TEXTO PROPORCIONADO:
────

SABINA SPIELREIN, PIONERA DEL PSICOANÁLISIS NO RECONOCIDA
Cuando Sabina Spielrein ingresó al hospital psiquiátrico de Zúrich, tenía apenas diecinueve años. Llegó exhausta, con crisis emocionales intensas y varios días sin dormir. El diagnóstico fue rápido y definitivo para la época: histeria femenina. A comienzos del siglo XX, esa etiqueta funcionaba como una sentencia. No explicaba. No escuchaba. Silenciaba.
Pero Sabina no era una mente débil.
Era una mente excepcional en un mundo que no sabía cómo tolerarla.
Hablaba varios idiomas, estudiaba filosofía, matemáticas y ciencias, y poseía una agudeza intelectual poco común. Su sufrimiento no provenía de incapacidad, sino del choque entre una inteligencia intensa y un entorno que no ofrecía espacio para ella.
En ese hospital conoció al joven médico que la trataría: Carl Gustav Jung.
La relación que se desarrolló entre ambos fue compleja y problemática. Sabina fue paciente, pero también estudiante, colaboradora intelectual y una presencia decisiva en el pensamiento temprano de Jung. Le planteaba objeciones, formulaba preguntas nuevas y desarrollaba ideas propias. No fue una figura pasiva dentro del nacimiento del psicoanálisis.

────

MATERIAL DE ORIGEN:
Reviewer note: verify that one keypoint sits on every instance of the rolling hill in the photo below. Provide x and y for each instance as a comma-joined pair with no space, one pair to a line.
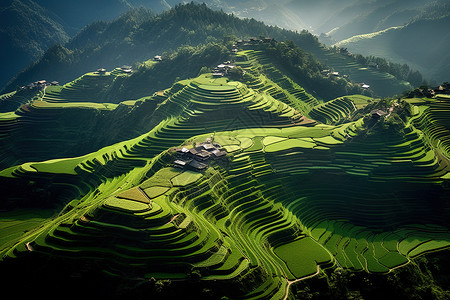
421,44
139,35
234,186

────

CONSIGNA DE TRABAJO 1:
Reproduce el fragmento del texto sobre Sabina Spielrein que comienza con "Era una mente excepcional" y continúa hasta "espacio para ella.".
CONSIGNA DE TRABAJO 2:
Según el texto sobre Sabina Spielrein, ¿qué diagnóstico recibió ella al ingresar al hospital psiquiátrico de Zúrich?

RESULTADO 1:
Era una mente excepcional en un mundo que no sabía cómo tolerarla.
Hablaba varios idiomas, estudiaba filosofía, matemáticas y ciencias, y poseía una agudeza intelectual poco común. Su sufrimiento no provenía de incapacidad, sino del choque entre una inteligencia intensa y un entorno que no ofrecía espacio para ella.

RESULTADO 2:
Recibió el diagnóstico de histeria femenina.